• **ENTRIES PROVIDED**
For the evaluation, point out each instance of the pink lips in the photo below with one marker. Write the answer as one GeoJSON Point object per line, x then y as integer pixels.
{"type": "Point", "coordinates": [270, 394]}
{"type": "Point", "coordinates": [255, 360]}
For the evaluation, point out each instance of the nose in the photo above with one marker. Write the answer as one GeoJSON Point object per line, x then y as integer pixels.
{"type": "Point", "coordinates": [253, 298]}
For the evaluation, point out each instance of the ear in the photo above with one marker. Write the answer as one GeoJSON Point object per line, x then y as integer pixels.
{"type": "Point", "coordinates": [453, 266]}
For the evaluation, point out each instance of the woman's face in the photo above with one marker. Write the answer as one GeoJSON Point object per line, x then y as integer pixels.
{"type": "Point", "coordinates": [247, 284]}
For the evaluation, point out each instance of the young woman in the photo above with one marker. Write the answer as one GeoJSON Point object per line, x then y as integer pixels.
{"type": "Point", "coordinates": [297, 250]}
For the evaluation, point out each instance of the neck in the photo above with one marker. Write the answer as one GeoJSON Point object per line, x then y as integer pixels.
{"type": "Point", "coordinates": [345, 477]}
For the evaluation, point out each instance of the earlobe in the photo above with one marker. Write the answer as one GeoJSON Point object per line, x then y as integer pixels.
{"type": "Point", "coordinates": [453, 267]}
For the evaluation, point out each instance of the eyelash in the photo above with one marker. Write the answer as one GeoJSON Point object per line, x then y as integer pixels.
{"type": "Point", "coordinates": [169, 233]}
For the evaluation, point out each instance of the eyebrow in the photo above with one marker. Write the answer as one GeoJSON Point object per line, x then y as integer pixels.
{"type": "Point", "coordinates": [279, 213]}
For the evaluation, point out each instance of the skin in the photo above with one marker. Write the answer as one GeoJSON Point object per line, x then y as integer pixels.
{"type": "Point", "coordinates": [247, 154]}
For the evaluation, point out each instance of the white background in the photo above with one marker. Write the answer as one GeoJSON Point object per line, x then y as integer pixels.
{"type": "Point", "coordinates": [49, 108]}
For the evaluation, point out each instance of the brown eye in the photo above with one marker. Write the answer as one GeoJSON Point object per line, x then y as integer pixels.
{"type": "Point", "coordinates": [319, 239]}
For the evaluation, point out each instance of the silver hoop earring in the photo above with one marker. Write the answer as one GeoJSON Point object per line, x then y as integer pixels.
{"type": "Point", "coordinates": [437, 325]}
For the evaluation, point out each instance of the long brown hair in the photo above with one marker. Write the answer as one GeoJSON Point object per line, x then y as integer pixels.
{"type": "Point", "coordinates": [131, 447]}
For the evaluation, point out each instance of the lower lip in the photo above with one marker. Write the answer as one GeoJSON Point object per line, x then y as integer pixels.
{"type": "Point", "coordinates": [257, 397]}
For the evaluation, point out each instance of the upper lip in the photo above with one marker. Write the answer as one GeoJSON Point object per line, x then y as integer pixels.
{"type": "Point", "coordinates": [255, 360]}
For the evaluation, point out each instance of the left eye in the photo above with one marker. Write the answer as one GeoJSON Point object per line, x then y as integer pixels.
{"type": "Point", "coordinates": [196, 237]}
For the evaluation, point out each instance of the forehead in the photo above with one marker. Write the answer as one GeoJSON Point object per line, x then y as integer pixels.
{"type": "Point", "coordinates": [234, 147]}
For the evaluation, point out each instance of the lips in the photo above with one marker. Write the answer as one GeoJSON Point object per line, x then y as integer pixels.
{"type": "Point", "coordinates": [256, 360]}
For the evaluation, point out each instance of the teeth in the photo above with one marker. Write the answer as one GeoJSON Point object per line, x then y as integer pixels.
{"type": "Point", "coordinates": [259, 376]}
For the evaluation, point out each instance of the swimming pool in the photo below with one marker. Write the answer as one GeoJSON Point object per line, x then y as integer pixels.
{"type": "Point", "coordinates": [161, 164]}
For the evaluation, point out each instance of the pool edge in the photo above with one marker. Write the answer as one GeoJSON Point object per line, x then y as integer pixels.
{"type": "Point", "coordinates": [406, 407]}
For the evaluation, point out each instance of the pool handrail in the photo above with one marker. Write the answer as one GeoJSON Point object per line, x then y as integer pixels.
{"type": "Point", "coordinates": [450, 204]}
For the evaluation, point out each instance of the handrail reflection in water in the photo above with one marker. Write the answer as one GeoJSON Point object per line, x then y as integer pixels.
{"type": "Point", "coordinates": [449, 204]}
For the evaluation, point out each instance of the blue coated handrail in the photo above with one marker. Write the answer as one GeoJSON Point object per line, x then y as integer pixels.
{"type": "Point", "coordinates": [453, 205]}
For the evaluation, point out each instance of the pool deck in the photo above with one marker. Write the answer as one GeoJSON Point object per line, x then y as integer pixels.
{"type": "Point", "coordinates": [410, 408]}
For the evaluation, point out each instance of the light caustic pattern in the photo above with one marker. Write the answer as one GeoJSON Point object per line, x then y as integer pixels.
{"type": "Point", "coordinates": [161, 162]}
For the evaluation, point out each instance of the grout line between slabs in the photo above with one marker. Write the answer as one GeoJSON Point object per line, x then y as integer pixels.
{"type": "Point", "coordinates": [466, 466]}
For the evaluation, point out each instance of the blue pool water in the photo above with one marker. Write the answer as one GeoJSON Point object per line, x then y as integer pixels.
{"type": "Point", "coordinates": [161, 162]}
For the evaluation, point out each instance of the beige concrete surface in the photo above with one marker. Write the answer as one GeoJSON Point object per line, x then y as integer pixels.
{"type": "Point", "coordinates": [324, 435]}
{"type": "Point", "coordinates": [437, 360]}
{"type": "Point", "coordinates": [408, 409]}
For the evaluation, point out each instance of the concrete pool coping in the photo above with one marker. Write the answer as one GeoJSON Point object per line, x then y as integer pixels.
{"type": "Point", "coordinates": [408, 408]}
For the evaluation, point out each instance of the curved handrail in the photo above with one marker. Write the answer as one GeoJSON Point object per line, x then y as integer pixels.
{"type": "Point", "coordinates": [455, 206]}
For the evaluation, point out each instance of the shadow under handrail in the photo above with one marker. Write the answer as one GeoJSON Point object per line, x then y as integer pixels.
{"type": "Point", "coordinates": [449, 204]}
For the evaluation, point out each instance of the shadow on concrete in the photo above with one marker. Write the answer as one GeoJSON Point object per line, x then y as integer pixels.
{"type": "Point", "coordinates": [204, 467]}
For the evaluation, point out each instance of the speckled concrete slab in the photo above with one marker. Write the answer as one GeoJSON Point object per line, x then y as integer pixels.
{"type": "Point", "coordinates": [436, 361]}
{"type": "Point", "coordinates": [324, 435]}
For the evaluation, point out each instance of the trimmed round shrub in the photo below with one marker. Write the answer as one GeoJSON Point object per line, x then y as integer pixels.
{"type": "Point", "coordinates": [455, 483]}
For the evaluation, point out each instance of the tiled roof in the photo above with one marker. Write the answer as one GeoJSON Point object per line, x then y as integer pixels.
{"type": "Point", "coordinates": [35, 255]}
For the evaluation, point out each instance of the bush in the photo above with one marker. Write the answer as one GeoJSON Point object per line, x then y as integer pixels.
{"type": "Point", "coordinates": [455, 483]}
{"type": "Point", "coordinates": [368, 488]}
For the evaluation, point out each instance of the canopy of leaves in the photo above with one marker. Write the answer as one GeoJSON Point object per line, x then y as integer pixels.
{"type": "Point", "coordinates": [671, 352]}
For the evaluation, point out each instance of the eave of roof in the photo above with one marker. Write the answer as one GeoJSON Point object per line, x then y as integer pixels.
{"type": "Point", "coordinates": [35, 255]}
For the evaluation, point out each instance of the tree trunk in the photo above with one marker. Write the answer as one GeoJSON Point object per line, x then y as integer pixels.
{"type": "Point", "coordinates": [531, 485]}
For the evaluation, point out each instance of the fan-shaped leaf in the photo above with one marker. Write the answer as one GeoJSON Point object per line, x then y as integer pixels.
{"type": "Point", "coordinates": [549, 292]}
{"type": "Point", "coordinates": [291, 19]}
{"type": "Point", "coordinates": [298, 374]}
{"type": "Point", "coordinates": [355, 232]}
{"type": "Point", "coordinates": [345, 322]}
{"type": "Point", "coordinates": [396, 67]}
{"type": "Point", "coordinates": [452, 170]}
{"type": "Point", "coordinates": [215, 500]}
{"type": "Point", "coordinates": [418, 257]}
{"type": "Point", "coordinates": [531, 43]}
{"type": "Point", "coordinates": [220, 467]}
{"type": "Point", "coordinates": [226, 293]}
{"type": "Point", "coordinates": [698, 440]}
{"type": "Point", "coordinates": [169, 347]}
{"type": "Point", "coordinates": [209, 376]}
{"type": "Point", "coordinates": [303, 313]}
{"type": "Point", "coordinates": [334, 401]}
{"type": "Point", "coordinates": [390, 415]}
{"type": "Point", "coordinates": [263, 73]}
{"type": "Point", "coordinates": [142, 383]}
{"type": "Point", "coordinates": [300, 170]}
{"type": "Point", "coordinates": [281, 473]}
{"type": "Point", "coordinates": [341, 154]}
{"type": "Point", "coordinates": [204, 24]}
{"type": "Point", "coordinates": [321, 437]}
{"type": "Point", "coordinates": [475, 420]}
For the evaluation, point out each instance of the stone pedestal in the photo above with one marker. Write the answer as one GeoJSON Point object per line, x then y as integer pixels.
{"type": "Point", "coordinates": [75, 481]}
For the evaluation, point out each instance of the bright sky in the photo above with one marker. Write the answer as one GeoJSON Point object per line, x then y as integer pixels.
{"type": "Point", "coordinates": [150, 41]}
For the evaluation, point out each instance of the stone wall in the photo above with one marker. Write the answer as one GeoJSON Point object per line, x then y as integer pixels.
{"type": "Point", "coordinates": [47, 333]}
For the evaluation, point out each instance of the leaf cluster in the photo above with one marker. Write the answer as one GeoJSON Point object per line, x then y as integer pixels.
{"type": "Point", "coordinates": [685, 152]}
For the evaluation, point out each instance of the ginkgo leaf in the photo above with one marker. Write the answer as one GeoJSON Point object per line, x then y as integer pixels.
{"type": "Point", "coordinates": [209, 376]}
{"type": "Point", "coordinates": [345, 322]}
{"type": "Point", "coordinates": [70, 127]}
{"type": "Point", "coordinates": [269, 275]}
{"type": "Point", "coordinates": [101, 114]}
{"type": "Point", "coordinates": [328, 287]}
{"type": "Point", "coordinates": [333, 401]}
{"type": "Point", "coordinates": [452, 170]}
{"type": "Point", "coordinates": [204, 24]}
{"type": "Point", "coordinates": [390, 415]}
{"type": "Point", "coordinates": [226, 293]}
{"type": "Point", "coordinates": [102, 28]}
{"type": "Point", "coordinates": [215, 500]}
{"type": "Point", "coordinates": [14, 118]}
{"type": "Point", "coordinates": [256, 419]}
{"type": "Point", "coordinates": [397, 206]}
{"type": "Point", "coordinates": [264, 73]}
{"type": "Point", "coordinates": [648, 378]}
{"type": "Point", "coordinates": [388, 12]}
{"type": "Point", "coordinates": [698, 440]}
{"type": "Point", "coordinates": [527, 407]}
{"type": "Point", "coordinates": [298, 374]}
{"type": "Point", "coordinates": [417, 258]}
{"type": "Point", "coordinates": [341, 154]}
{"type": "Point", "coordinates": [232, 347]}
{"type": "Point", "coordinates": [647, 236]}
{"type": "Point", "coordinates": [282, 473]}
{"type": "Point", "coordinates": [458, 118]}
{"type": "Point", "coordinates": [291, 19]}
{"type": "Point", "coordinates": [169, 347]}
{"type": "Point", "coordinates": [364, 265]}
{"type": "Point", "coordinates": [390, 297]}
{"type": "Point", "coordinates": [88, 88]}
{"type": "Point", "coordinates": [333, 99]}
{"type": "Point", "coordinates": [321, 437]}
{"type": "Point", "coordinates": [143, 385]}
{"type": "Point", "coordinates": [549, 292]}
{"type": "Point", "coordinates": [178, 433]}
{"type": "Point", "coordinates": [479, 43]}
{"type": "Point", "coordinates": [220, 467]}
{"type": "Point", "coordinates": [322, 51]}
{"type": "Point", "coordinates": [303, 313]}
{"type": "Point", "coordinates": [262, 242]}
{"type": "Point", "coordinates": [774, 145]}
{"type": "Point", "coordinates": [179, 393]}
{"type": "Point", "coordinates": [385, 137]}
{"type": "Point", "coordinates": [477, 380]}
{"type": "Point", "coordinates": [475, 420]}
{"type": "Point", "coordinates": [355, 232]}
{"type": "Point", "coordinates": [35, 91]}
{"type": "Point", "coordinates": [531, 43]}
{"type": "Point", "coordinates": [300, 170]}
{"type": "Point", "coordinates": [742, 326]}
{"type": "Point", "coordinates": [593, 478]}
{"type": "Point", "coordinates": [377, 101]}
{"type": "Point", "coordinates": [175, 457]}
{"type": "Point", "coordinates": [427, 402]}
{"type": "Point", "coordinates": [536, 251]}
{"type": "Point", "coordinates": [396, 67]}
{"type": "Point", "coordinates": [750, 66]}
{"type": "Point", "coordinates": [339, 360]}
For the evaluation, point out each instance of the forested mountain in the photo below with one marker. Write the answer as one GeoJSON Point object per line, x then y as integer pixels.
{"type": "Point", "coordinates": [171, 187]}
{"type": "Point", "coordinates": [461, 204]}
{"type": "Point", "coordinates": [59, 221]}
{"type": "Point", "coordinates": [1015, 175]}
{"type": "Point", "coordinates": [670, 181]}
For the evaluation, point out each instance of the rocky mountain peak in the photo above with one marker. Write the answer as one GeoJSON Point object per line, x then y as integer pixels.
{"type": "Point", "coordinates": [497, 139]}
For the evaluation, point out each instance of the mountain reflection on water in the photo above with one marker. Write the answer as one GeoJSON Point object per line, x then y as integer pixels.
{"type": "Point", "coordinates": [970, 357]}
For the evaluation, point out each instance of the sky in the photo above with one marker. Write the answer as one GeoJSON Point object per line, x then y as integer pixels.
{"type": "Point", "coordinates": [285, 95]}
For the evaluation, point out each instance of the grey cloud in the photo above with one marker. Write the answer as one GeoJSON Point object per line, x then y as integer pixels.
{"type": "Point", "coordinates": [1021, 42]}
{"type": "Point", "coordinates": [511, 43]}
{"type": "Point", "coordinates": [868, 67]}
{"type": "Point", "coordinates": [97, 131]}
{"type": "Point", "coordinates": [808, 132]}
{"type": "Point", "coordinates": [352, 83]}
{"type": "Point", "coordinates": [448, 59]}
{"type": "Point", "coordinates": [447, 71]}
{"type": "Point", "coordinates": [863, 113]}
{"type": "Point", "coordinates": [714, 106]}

• **EXERCISE PROMPT**
Copy out every line from the one containing "For the evaluation, point out each instance of the forested" to the end of the material, both ends included.

• **COMPLETE RESPONSE**
For the evaluation, point out each instance of the forested mountain in the photo below with one marker. Write the answer as one GeoJSON Point object per line, x then y as integer pixels.
{"type": "Point", "coordinates": [171, 187]}
{"type": "Point", "coordinates": [461, 204]}
{"type": "Point", "coordinates": [59, 221]}
{"type": "Point", "coordinates": [1015, 175]}
{"type": "Point", "coordinates": [670, 181]}
For the evaluation, point out each instance of the rocky mountain peak in the photo above with one marker. Write the answer as one GeoJSON Point object per line, x then y as integer pixels.
{"type": "Point", "coordinates": [497, 139]}
For the evaluation, point out each instance of the mountain reflection on water in the photo above with one marker. Write the answer as one GeoJSON Point object per line, x then y as integer pixels.
{"type": "Point", "coordinates": [970, 357]}
For the evaluation, point out each instance of the sky in the photo above with one marker. Write the answer as one GeoJSON Point object per line, x then y as integer pixels.
{"type": "Point", "coordinates": [285, 95]}
For the evaluation, point out each instance of the grey cloud in the photo above with one marker. Write the answer as one GeoJSON Point object per line, x then y as integer pixels.
{"type": "Point", "coordinates": [1021, 42]}
{"type": "Point", "coordinates": [511, 43]}
{"type": "Point", "coordinates": [868, 67]}
{"type": "Point", "coordinates": [97, 131]}
{"type": "Point", "coordinates": [808, 132]}
{"type": "Point", "coordinates": [352, 83]}
{"type": "Point", "coordinates": [448, 59]}
{"type": "Point", "coordinates": [447, 71]}
{"type": "Point", "coordinates": [863, 113]}
{"type": "Point", "coordinates": [714, 106]}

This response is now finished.